> **Goal of the exercise**
Convert each item below into a JSON list of strings, one string per line, leaving out blank lines and the pictures.

Records from a collection:
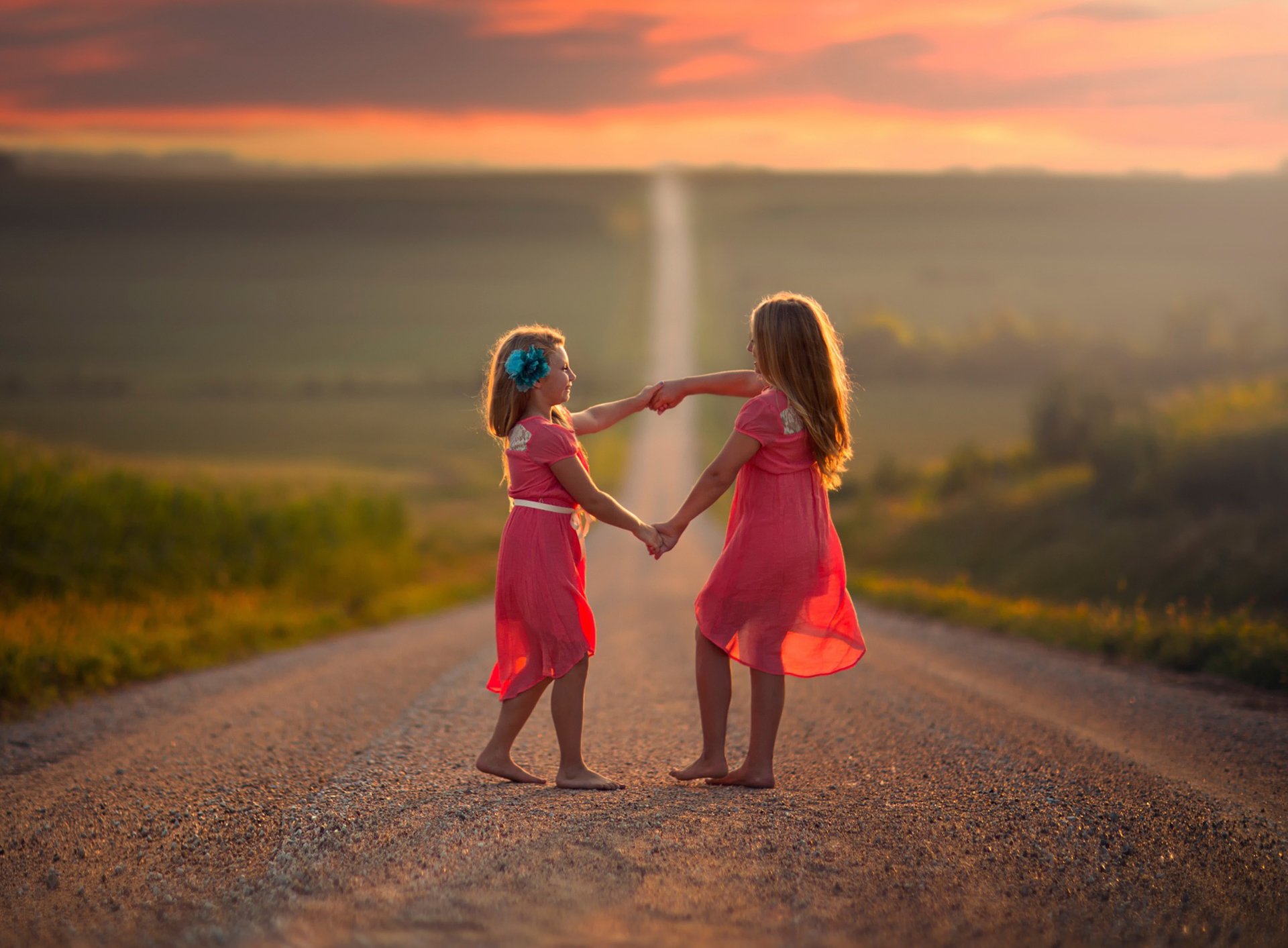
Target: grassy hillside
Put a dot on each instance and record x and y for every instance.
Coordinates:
(1157, 530)
(110, 576)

> **Solved exercise**
[
  "Target: grassy hillside",
  "Put a dot on each instance and record x and y for every instance.",
  "Coordinates:",
  "(1157, 530)",
  "(110, 576)"
]